That Klefbom spent 60 percent of his even strength ice time skating with a team that scored less often than about a third of regular penalty killers makes his 28 points in 61 games (a 38-point per-82 pace, by the way) kind of look like a miracle.

It’s not to say that Klefbom has a great season offensively himself. By different measurements – driving play, zone entries, shot assists – it was probably about average (still good defensively, though). But being an average offensive defenceman playing heavy minutes with PP1 on a team featuring McDavid/Draisaitl/RNH should be enough for a 40-point year.

There are changes coming to Edmonton, obviously, and we don’t know for certain what this team will look like next year. But Klefbom is a defenceman who had a 38-point pace while playing 60 percent of his even strength ice time with nobody providing anything meaningful offensively. In other words, it can’t get worse. He’s very much a defenceman capable of 40 points, 200 shots, and 200 hits+blocks combined. The wrinkle would be the emergence of Nurse and whether the next coach prefers he or Klefbom for the top PP unit.

My guess is that public opinion will have swung so far on Klefbom and the Oilers in general next year that he’s basically free in drafts. He’ll be a gamble worth taking.

 

William Nylander – ADP: 86

There may not be a bigger lightning rod in hockey, outside of the pests/face-punchers. After missing the first two months of the season because of lengthy contract negotiations, Nylander had seven goals and 27 points in 54 games. He played over a minute less per game than last year and was basically fantasy irrelevant until the final few weeks of the season when he had 10 points in 13 matches.

This was a guy who cracked 20 goals and 60 points in each of the prior two seasons and his production, even on a per-game rate, fell off the map. I have no problem with the notion that part of his struggles were due to missing so much time, but what else was at work?

The shooting percentage drop is an obvious one. At all strengths, he shot 11.1 percent over his first 185 games and shot 5.4 percent in 54 contests through the 2018-19 season. He shot an even five percent at even strength, which was 298th out of 309 forwards with at least 700 minutes played. Expecting him to post anything similar to those numbers again is just flat-out wrong.

**EXERCISES**
[1] According to the fantasy hockey article, what was William Nylander's shooting percentage at all strengths over his first 185 games?
[2] Resume the fantasy hockey article on Klefbom and Nylander, picking up right after its last sentence.
None of the rows are needed.

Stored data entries
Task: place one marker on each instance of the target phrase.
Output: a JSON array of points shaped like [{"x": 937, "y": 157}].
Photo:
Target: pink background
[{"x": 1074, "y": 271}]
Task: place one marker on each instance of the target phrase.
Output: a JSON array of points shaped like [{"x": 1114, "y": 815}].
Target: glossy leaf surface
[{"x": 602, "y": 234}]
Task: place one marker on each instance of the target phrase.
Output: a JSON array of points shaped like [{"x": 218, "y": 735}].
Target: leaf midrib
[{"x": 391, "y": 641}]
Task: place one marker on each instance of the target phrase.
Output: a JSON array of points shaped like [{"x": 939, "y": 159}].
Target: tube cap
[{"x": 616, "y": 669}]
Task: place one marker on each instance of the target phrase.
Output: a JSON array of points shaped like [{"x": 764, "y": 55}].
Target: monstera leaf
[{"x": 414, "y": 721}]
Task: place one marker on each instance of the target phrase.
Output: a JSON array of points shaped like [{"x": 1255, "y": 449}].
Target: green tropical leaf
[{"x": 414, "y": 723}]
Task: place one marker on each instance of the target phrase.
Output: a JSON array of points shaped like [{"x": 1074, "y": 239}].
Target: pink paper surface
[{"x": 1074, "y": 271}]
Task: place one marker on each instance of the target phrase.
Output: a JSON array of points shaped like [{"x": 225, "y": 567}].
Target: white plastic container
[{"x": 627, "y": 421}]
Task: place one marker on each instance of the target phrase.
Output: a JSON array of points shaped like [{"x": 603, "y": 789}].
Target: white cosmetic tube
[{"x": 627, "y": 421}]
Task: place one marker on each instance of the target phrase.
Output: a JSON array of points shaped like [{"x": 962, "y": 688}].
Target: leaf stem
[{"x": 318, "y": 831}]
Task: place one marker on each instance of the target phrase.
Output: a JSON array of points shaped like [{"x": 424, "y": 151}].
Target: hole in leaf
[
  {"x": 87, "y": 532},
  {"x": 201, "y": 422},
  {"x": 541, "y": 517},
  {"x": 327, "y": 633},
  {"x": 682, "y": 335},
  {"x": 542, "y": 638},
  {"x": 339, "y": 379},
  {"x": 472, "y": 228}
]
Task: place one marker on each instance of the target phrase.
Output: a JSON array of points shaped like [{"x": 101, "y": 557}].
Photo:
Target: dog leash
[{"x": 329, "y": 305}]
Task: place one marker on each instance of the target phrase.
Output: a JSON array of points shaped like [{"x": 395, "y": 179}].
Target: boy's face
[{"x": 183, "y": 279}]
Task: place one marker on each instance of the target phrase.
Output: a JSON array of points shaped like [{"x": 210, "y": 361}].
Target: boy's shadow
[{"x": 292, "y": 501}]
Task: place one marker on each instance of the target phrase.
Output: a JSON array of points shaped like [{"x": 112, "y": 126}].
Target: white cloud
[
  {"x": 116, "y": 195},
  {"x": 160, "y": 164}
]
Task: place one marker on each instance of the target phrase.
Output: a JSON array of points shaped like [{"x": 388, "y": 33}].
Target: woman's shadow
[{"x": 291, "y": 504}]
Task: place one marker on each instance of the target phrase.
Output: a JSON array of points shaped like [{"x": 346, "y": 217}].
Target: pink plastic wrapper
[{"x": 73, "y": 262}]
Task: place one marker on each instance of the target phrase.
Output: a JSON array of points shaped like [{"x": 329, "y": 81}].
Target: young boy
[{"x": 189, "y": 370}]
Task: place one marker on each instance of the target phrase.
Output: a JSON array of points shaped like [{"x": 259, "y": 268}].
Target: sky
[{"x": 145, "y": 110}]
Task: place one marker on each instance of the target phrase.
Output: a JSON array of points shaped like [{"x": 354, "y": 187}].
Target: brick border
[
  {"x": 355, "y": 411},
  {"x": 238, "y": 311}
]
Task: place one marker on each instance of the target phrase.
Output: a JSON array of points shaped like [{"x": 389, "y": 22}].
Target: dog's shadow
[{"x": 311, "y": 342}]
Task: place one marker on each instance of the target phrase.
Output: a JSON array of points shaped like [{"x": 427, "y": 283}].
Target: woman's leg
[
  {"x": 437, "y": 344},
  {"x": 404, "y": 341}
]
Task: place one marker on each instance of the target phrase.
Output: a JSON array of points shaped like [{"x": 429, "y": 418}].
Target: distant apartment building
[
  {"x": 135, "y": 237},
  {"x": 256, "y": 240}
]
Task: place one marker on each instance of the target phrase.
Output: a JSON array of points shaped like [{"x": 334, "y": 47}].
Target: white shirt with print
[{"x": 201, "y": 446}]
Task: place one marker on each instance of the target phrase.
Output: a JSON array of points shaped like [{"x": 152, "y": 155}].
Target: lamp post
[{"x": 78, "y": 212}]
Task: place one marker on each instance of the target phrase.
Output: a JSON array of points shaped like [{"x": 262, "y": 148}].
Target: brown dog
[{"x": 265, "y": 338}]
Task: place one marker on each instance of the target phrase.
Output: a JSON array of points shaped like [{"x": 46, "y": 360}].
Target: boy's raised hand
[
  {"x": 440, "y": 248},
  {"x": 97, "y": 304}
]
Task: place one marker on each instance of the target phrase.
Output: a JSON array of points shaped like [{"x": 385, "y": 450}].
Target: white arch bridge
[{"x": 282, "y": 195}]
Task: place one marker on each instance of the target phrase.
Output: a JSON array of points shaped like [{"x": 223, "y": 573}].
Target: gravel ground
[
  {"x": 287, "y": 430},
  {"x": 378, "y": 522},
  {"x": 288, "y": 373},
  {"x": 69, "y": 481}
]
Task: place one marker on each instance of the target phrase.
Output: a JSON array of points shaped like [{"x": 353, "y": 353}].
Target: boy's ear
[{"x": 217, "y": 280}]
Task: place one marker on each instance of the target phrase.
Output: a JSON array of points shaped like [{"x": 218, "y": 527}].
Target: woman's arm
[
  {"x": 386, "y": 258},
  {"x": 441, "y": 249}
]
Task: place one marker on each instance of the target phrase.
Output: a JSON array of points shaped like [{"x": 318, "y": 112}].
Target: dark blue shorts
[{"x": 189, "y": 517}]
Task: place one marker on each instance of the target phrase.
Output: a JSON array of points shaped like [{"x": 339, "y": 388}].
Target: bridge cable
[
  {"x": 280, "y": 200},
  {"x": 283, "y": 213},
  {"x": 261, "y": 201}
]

**WRITTEN RESPONSES**
[1] He shot 11.1 percent.

[2]
From Evolving Hockey, this is how Nylander compared with his teammate this year in driving expected goals and shot attempts at five-on-five:

 

 

That’s one chart. Whether I go to Hockey Viz, sites with zone entry/exit data, or anywhere else, the basic story is the same: Nylander did a great job driving offensive opportunities, but he (and the team) fared poorly at converting those opportunities into goals.

I also want to clarify I'm not saying Nylander is the better player or anything of the sort. These are a few ratings from one season, not an indictment of one or the other. 

Percentages win fantasy hockey leagues. That’s just a fact. William Karlsson and Leon Draisaitl each shooting over 20 percent in one of the last two seasons helped win fantasy owners their leagues. As did goalies like Ben Bishop and Robin Lehner with great save percentages this year. The thing is that percentages are very hard to predict. The best we can do is target players who put themselves in situations to succeed, and then hope they actually succeed.

This fits Nylander to a tee. He’s a guy who drove play pretty well, even when factoring in time missed, but the percentages weren’t on his side. It happens every year, and yet every year, people are surprised when players rebound. If Nylander were 33 years old, that would be one thing. But he just turned 23 earlier this month, is likely to line up with Auston Matthews at five-on-five, and has a chance at top PP minutes, depending on Babcock’s whims. With his disappointing season, his contract negotiation issues, and the Leafs again not advancing past the first round, there is (and will continue to be) a lot of negative coverage of Nylander this summer. The pendulum has swung (and will continue to swing) too far in the other direction and that will make a great buying opportunity for savvy fantasy owners.